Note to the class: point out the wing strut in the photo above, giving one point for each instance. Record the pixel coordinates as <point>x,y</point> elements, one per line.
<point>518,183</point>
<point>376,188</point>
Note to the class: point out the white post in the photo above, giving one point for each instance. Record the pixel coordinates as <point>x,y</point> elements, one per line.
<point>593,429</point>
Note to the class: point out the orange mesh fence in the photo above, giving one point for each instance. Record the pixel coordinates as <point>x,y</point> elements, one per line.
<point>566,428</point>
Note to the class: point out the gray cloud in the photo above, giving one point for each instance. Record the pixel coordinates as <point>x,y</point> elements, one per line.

**********

◆ **Problem description**
Reproduce verbatim the lines of the listing above, from its first line through the line containing "<point>376,188</point>", with both of those lines included.

◆ **Response for this exercise**
Note to the class: point out the wing strut in the photo above, giving one point for each instance. Record the pixel coordinates as <point>x,y</point> elements, one per line.
<point>518,183</point>
<point>376,188</point>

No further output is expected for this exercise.